*** Supplied data
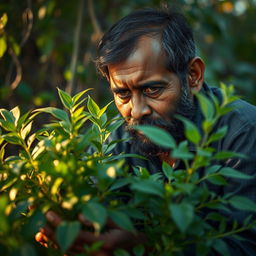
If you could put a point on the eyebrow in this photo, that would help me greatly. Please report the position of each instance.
(141, 86)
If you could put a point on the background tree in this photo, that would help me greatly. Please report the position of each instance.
(50, 43)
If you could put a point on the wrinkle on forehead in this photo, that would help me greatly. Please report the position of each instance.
(146, 59)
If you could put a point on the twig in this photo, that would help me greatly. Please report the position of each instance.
(95, 23)
(18, 76)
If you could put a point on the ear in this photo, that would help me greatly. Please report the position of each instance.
(196, 74)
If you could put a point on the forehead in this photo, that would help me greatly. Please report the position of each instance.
(147, 56)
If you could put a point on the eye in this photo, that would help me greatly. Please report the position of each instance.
(124, 94)
(152, 91)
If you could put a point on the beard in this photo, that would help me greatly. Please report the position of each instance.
(142, 145)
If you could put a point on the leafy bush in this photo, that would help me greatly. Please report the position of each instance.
(68, 166)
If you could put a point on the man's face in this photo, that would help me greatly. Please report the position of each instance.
(145, 92)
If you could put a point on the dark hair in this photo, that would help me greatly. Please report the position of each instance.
(170, 26)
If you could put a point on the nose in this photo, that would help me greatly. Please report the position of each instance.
(139, 108)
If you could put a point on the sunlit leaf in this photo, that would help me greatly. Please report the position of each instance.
(167, 170)
(66, 233)
(79, 95)
(3, 21)
(122, 220)
(191, 131)
(26, 130)
(243, 203)
(149, 187)
(3, 46)
(206, 106)
(58, 113)
(230, 172)
(93, 107)
(65, 98)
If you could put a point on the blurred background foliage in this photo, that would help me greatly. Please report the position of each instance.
(46, 44)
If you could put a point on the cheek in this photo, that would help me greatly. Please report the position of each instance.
(165, 107)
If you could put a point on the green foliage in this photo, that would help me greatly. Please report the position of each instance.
(67, 166)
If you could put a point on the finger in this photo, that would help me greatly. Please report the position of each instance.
(53, 218)
(87, 223)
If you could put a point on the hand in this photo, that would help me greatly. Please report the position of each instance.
(114, 238)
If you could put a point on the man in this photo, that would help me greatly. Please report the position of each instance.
(149, 60)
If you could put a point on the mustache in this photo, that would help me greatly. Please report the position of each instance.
(147, 121)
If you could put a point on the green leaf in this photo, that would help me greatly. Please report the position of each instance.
(122, 220)
(167, 170)
(58, 113)
(114, 125)
(65, 99)
(2, 152)
(79, 95)
(119, 183)
(3, 46)
(8, 126)
(191, 131)
(149, 187)
(157, 135)
(95, 212)
(26, 130)
(221, 247)
(12, 138)
(219, 134)
(230, 172)
(66, 233)
(182, 214)
(243, 203)
(212, 169)
(93, 107)
(138, 250)
(206, 106)
(103, 110)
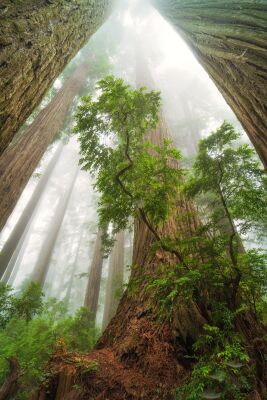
******
### [Short problem]
Write out the items above again, swapping every "that would help me greatly" for "I would appreciate it" and keeping everything else the same. Leave the pictures out.

### [Exercise result]
If you could put a point on the eyebrow in this photo, I would appreciate it. Please report the position of each instance.
(141, 86)
If you could put a point on the background tree in this photo, I would appreciate it. Please report the position of each instance.
(50, 43)
If you could put a point on the wrinkle on forehead in this photo, I would appreciate it. Please report the position of each instance.
(146, 59)
If you could put a point on the twig in this photo, I would appreciate it. Please report the position of each instance.
(95, 23)
(18, 76)
If you could put a point on the ear in this photo, I would appreciate it. Please report the position of each instance.
(196, 74)
If you could put a point on the forehead in this photo, I would appreciate it. Please report the position of each instance.
(147, 56)
If you could put a point on the eye in this photo, I would appreciate it. Please report the position of each instance.
(124, 94)
(152, 91)
If you could put a point on the beard in this photo, I would appreciate it. Please report the position of each instance.
(142, 145)
If you could put a point on the leafy bush in this photo, I would appreciate it. Please report the position of each instance.
(68, 166)
If you could put a point on the man's face in this photo, I would appreciate it. Please report the position of each instance.
(145, 92)
If you could put a point on the dark hair in this photo, I would appreciate it. Please report the position of each instance.
(170, 26)
If you could put a point on the nose in this photo, I would appreciate it. Please report the position of each instance.
(139, 108)
If you could put a point on the sunlit leaf in this photo, I would appreciate it. Please report the position of each instance.
(167, 170)
(66, 233)
(79, 95)
(3, 21)
(122, 220)
(191, 131)
(26, 130)
(243, 203)
(149, 187)
(3, 46)
(206, 106)
(58, 113)
(230, 172)
(93, 107)
(65, 98)
If you could put a point on the blurred background foliage in this photo, I would appreciate it. Please report the position of each instance.
(46, 44)
If you could put a point on the cheek in this photo, I would appreciate it. Please report the position of each instance.
(165, 107)
If you could put a point on the green foliage in this photo, I would appreciate it. Please report the position of each instance.
(67, 166)
If you could put a point on the finger in this photo, I would appreciate it. Please report the position of each instance.
(53, 218)
(87, 223)
If you could put a point on the hand in this photo, I would appreciate it. Please report the position of each instance.
(114, 238)
If you could put a point on the man in this photo, I would appreciate it. Please report the position of each instance.
(149, 60)
If you could put a point on the mustache in this photo, I would appreciate it. Please report the position of each instance.
(147, 121)
If you could put a point on the green leaf in this photo, I would appreciate it. Please report the position of each instance.
(122, 220)
(167, 170)
(58, 113)
(114, 125)
(65, 99)
(2, 152)
(79, 95)
(119, 183)
(3, 46)
(8, 126)
(191, 131)
(149, 187)
(157, 135)
(95, 212)
(26, 130)
(221, 247)
(12, 138)
(219, 134)
(230, 172)
(66, 233)
(182, 214)
(243, 203)
(212, 169)
(93, 107)
(138, 250)
(206, 106)
(103, 110)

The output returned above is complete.